# Environment

In [None]:
# whether to use Spark when performing grid search for hyperparameters
use_spark = False
# the number of grid search processes to spawn if NOT using Spark
n_jobs = 4

# Imports

In [None]:
import numpy as np
np.random.seed(1)

In [None]:
import os
import pandas as pd
from matplotlib import pyplot as plt
%matplotlib inline

In [None]:
from sklearn.neighbors import KNeighborsRegressor
from sklearn.model_selection import KFold
from sklearn.metrics import mean_squared_error

In [None]:
if not os.path.exists('results'):
    os.makedirs('results')

# $k$NN 

In [None]:
clf = KNeighborsRegressor()
clf

In [None]:
train = pd.read_csv('../feature_engineering/train.gz')
X_train = train[train.columns[:-1]].values
y_train = train[train.columns[-1]].values

In [None]:
test = pd.read_csv('../feature_engineering/test.gz')

RECORD EXTRACTS:
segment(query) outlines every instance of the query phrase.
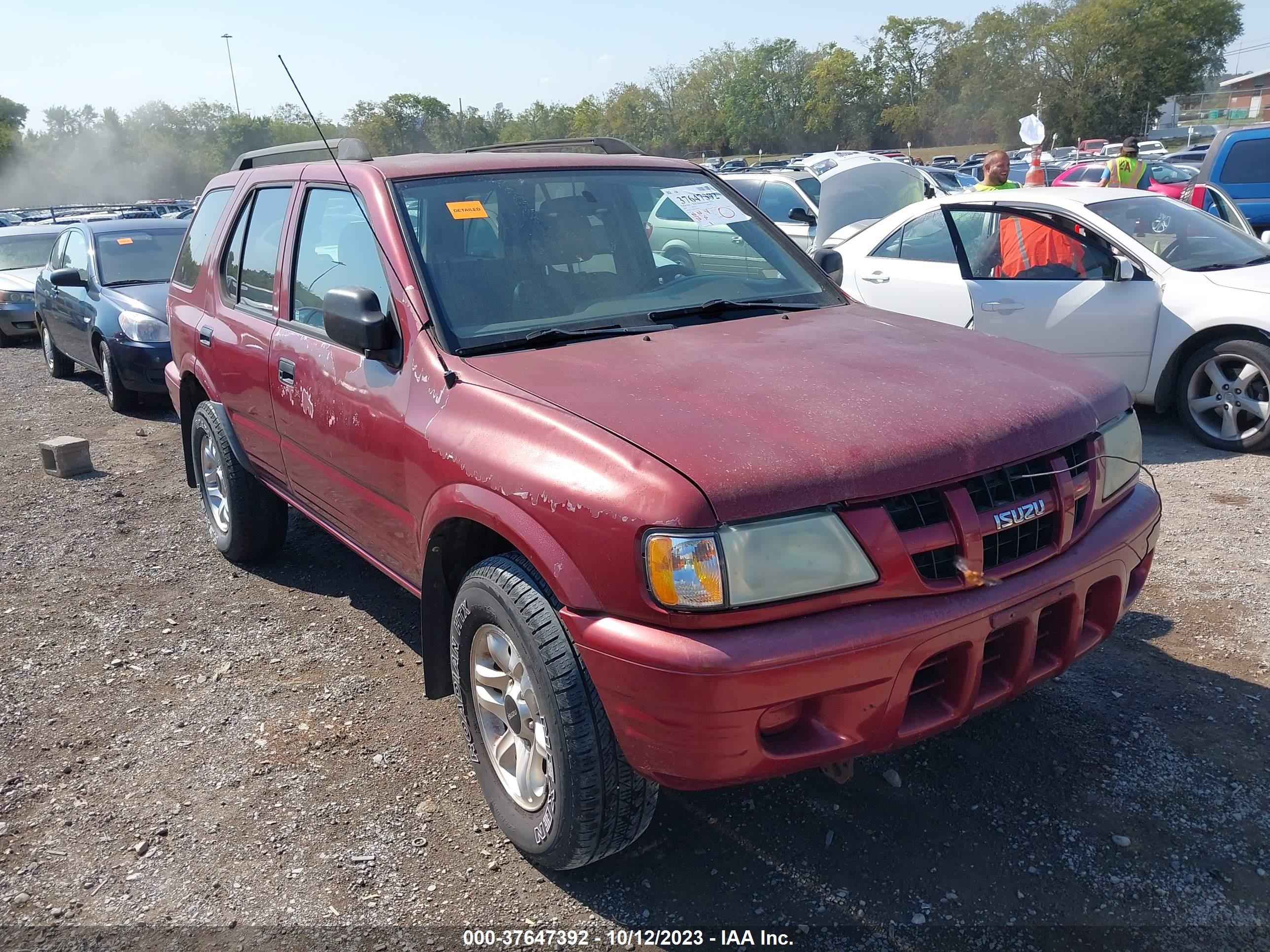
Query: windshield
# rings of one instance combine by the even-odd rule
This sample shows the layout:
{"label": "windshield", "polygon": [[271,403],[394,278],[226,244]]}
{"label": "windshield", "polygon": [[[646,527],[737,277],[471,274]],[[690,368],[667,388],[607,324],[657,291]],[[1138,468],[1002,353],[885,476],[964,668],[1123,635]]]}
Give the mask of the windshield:
{"label": "windshield", "polygon": [[52,235],[23,235],[9,234],[5,228],[0,232],[0,272],[11,272],[18,268],[43,268],[48,264],[48,253],[53,250],[57,240],[56,232]]}
{"label": "windshield", "polygon": [[1095,202],[1090,208],[1182,270],[1226,270],[1270,261],[1270,245],[1171,198],[1142,195]]}
{"label": "windshield", "polygon": [[701,174],[568,169],[394,188],[460,354],[559,343],[550,331],[657,330],[653,312],[716,301],[843,302],[771,222]]}
{"label": "windshield", "polygon": [[103,284],[151,284],[171,279],[184,231],[107,231],[97,236]]}

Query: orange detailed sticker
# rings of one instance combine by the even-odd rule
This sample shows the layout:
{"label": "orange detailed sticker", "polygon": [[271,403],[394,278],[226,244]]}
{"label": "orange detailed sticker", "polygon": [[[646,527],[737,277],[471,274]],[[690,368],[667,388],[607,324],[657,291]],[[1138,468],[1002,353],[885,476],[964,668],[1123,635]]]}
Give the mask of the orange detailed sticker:
{"label": "orange detailed sticker", "polygon": [[451,218],[488,218],[489,212],[485,211],[478,199],[472,198],[467,202],[446,202],[446,208],[450,209]]}

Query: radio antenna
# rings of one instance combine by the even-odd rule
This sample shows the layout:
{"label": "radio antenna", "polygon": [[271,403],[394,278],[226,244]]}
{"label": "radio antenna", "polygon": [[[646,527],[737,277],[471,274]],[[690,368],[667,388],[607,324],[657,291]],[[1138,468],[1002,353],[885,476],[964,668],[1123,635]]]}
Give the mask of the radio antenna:
{"label": "radio antenna", "polygon": [[[295,89],[296,95],[300,96],[300,104],[305,108],[305,112],[309,114],[309,121],[314,124],[314,128],[318,129],[318,136],[319,138],[321,138],[321,143],[326,147],[326,154],[330,155],[330,160],[335,162],[335,170],[339,173],[339,178],[342,178],[344,180],[344,184],[348,187],[348,193],[353,197],[353,204],[357,206],[358,211],[362,213],[362,218],[366,220],[366,227],[371,230],[371,237],[375,239],[375,245],[380,249],[380,254],[384,255],[384,260],[387,261],[389,270],[392,272],[392,277],[398,279],[398,284],[400,284],[403,292],[405,292],[406,283],[401,281],[401,275],[398,274],[398,270],[392,264],[392,259],[389,258],[387,249],[385,249],[384,242],[380,241],[380,236],[375,234],[375,226],[371,225],[371,218],[366,213],[366,208],[362,207],[361,199],[357,197],[357,193],[353,192],[353,184],[348,180],[348,175],[344,174],[344,166],[339,164],[339,157],[335,155],[335,150],[331,149],[330,142],[326,141],[326,133],[321,131],[321,123],[318,122],[318,118],[314,116],[314,110],[309,108],[309,103],[305,99],[305,94],[300,91],[300,84],[296,83],[296,77],[292,76],[291,70],[287,69],[287,61],[282,58],[282,53],[278,53],[278,62],[282,63],[282,70],[287,74],[287,79],[291,80],[292,89]],[[414,311],[414,316],[415,319],[418,319],[419,327],[422,329],[427,324],[427,321],[423,319],[423,315],[419,314],[419,310],[414,306],[414,301],[410,300],[409,292],[405,293],[405,302],[410,305],[410,310]],[[455,383],[458,381],[458,374],[456,374],[453,371],[450,369],[450,367],[446,366],[446,358],[442,357],[439,347],[437,348],[437,360],[441,363],[442,377],[446,381],[446,386],[447,387],[455,386]]]}

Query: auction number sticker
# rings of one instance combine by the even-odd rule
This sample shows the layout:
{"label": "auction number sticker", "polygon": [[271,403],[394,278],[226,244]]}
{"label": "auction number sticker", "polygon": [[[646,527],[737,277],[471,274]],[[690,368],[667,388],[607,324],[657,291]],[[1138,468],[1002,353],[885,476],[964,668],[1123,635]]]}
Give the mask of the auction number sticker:
{"label": "auction number sticker", "polygon": [[710,184],[663,188],[662,194],[687,212],[697,225],[734,225],[749,221],[748,215]]}

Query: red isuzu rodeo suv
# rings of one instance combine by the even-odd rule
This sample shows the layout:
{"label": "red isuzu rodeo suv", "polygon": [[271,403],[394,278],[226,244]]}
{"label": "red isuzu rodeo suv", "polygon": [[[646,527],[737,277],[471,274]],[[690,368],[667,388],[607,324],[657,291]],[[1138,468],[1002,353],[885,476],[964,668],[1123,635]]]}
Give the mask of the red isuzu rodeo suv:
{"label": "red isuzu rodeo suv", "polygon": [[246,154],[168,305],[216,546],[274,552],[291,506],[415,593],[427,696],[554,868],[659,784],[890,750],[1062,671],[1160,515],[1120,383],[853,303],[718,178],[592,145]]}

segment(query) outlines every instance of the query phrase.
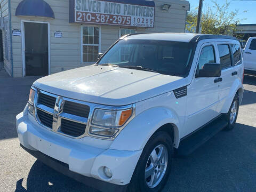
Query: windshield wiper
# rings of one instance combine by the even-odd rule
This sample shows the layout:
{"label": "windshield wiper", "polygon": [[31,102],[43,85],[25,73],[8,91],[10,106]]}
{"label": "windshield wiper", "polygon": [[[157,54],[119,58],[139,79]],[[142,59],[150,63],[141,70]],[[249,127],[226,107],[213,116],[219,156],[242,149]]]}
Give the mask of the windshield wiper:
{"label": "windshield wiper", "polygon": [[111,66],[111,67],[119,67],[119,66],[116,65],[112,65],[112,64],[109,64],[109,63],[104,63],[104,64],[100,64],[98,65],[98,66]]}
{"label": "windshield wiper", "polygon": [[159,73],[159,72],[150,69],[148,69],[146,67],[143,67],[142,66],[119,66],[121,68],[127,68],[127,69],[137,69],[137,70],[144,70],[146,71],[150,71],[150,72],[154,72],[154,73]]}

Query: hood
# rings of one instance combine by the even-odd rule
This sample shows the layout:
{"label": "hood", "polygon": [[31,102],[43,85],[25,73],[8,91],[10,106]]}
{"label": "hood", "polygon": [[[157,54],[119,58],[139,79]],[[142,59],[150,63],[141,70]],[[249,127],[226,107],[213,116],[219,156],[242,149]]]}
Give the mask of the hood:
{"label": "hood", "polygon": [[71,99],[123,106],[186,85],[181,84],[185,83],[181,82],[183,80],[180,77],[142,70],[90,66],[41,78],[34,83],[34,86]]}

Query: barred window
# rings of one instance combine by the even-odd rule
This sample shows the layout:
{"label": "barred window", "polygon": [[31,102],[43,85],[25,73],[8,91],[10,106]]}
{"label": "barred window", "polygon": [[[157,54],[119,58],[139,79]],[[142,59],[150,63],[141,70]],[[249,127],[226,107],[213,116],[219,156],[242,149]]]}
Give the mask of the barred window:
{"label": "barred window", "polygon": [[4,58],[9,60],[9,22],[4,21]]}
{"label": "barred window", "polygon": [[99,47],[99,28],[83,26],[83,62],[98,60]]}

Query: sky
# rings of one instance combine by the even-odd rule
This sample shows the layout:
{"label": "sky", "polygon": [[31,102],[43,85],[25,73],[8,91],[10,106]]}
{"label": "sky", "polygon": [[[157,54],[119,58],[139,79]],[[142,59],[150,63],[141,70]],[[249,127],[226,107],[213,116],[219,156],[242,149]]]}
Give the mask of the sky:
{"label": "sky", "polygon": [[[199,5],[199,0],[188,0],[190,3],[190,10],[196,9]],[[226,0],[217,0],[217,3],[220,5],[223,4]],[[212,6],[213,4],[211,0],[204,0],[203,11],[209,6]],[[230,11],[239,10],[239,19],[247,19],[241,22],[241,24],[256,24],[256,1],[234,1],[231,0],[229,7]],[[244,11],[246,13],[243,13]]]}

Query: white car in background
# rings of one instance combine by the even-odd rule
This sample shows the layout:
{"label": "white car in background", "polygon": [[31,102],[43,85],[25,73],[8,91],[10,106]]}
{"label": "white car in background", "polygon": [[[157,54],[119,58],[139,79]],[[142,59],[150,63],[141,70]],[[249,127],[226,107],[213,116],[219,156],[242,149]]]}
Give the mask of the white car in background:
{"label": "white car in background", "polygon": [[124,36],[95,65],[34,83],[17,116],[21,146],[102,191],[160,191],[174,149],[187,155],[234,128],[241,50],[221,35]]}
{"label": "white car in background", "polygon": [[245,73],[256,74],[256,37],[248,39],[243,56]]}

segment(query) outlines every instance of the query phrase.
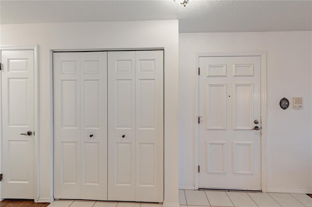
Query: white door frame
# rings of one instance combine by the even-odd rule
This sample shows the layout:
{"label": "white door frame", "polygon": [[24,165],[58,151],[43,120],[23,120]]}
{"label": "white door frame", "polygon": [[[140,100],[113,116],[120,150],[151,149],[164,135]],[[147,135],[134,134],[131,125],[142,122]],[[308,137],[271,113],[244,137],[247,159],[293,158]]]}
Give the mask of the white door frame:
{"label": "white door frame", "polygon": [[[267,52],[254,52],[240,53],[198,53],[195,54],[195,115],[199,114],[199,75],[198,69],[199,67],[199,57],[229,57],[257,56],[261,57],[261,185],[263,192],[267,191]],[[198,124],[195,123],[195,190],[198,189]]]}
{"label": "white door frame", "polygon": [[[17,50],[33,50],[34,51],[34,117],[35,121],[34,143],[34,200],[35,202],[38,202],[39,198],[39,72],[38,66],[39,65],[38,58],[38,45],[3,45],[0,46],[0,51],[17,51]],[[0,62],[1,62],[1,55],[0,55]],[[1,78],[1,73],[0,73],[0,80]],[[1,85],[0,84],[0,88]],[[2,88],[0,90],[0,172],[2,172]],[[2,198],[2,185],[0,182],[0,201]]]}

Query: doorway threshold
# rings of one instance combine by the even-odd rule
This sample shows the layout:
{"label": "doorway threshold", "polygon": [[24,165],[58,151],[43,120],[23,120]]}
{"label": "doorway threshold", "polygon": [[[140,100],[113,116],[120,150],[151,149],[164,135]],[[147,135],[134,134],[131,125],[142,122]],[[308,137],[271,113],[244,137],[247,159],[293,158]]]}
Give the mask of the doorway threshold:
{"label": "doorway threshold", "polygon": [[198,190],[211,190],[211,191],[224,191],[229,192],[262,192],[260,190],[240,190],[240,189],[198,189]]}

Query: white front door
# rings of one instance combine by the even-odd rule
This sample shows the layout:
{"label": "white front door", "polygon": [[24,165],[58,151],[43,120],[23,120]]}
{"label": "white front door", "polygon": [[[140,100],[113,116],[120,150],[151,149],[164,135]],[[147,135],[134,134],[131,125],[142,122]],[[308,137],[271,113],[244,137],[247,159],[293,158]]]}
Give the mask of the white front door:
{"label": "white front door", "polygon": [[163,52],[109,52],[108,200],[163,200]]}
{"label": "white front door", "polygon": [[106,56],[53,54],[55,198],[107,199]]}
{"label": "white front door", "polygon": [[199,61],[199,188],[261,190],[261,57]]}
{"label": "white front door", "polygon": [[34,51],[1,55],[2,198],[33,199]]}

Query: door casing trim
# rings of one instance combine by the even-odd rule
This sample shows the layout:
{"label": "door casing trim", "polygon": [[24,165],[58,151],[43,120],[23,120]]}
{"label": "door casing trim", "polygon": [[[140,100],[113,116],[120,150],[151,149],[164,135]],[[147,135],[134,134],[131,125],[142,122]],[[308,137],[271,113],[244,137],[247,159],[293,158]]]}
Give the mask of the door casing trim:
{"label": "door casing trim", "polygon": [[[34,200],[38,203],[39,198],[39,48],[37,44],[2,45],[0,46],[0,52],[2,51],[33,50],[34,51]],[[1,61],[0,55],[0,61]],[[0,73],[0,80],[1,78]],[[1,86],[0,86],[0,87]],[[0,90],[0,172],[2,173],[2,88]],[[2,198],[2,185],[0,183],[0,201]]]}
{"label": "door casing trim", "polygon": [[195,53],[195,117],[194,122],[195,128],[195,190],[198,189],[198,143],[199,133],[198,124],[196,121],[196,118],[199,116],[199,76],[198,69],[199,67],[199,57],[230,57],[230,56],[260,56],[261,57],[261,132],[260,136],[261,142],[261,188],[262,192],[267,191],[267,52],[244,52],[230,53]]}

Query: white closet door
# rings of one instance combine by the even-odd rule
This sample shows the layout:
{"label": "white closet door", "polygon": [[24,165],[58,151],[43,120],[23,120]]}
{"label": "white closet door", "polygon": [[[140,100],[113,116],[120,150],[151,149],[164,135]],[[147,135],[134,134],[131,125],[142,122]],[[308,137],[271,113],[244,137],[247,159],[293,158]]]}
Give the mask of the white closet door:
{"label": "white closet door", "polygon": [[54,197],[106,200],[106,53],[53,58]]}
{"label": "white closet door", "polygon": [[81,199],[107,199],[106,52],[81,54]]}
{"label": "white closet door", "polygon": [[135,201],[135,52],[110,52],[107,57],[108,198]]}
{"label": "white closet door", "polygon": [[136,201],[163,201],[163,52],[136,52]]}
{"label": "white closet door", "polygon": [[108,200],[162,202],[163,52],[108,61]]}
{"label": "white closet door", "polygon": [[53,54],[54,198],[80,198],[80,54]]}

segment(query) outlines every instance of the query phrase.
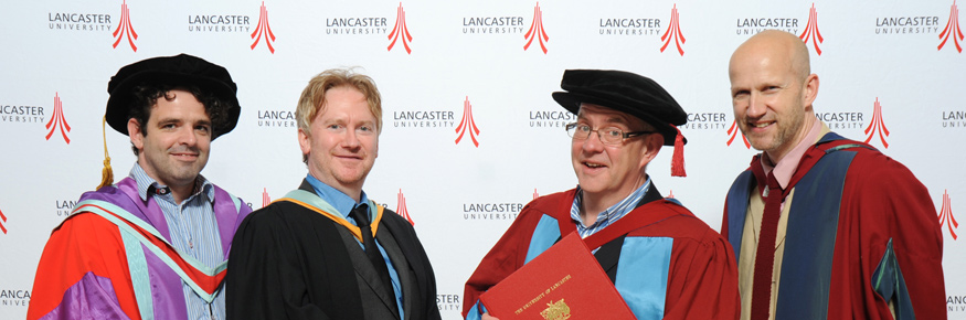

EXERCISES TO COMPLETE:
[1] In the kNN notebook, how many grid search processes are spawned when Spark is not used?
[2] Pick up the kNN notebook after its final line and keep writing it.

RESPONSES:
[1] Four processes are spawned (n_jobs = 4).

[2]
X_test = test[test.columns[:-1]].values
y_test = test[test.columns[-1]].values

## Grid Search

In [None]:
cv = KFold(n_splits=5, shuffle=True, random_state=1)
cv

In [None]:
params = {
    "n_neighbors": np.arange(1, 100, 4),
    "metric": ["euclidean", "manhattan", "chebyshev", "hamming", "canberra", "braycurtis"],
    "weights": ["uniform", "distance"],
}

In [None]:
# setup the keyword arguments for grid search
kwargs = {
    'estimator': clf, 
    'param_grid': params, 
    'cv': cv,
}
# setup the grid based on whether spark is being used
if use_spark:
    from spark_sklearn import GridSearchCV
    grid = GridSearchCV(sc, **kwargs)
else:
    from sklearn.model_selection import GridSearchCV
    grid = GridSearchCV(**kwargs, n_jobs=n_jobs)

grid

In [None]:
_ = grid.fit(X_train, y_train)

In [None]:
best = pd.Series(grid.best_estimator_.get_params())
best.to_csv('results/knn-params.csv')
best

In [None]:
results = grid.cv_results_
df = pd.DataFrame(results)
df.to_csv('results/knn-grid.csv')
df

# Testing

In [None]:
clf = KNeighborsRegressor(**grid.best_estimator_.get_params(), n_jobs=n_jobs)
clf

In [None]:
clf.fit(X_train, y_train)

## Training Accuracy

In [None]:
train_pred = clf.predict(X_train)

In [None]:
train_err = mean_squared_error(y_train, train_pred)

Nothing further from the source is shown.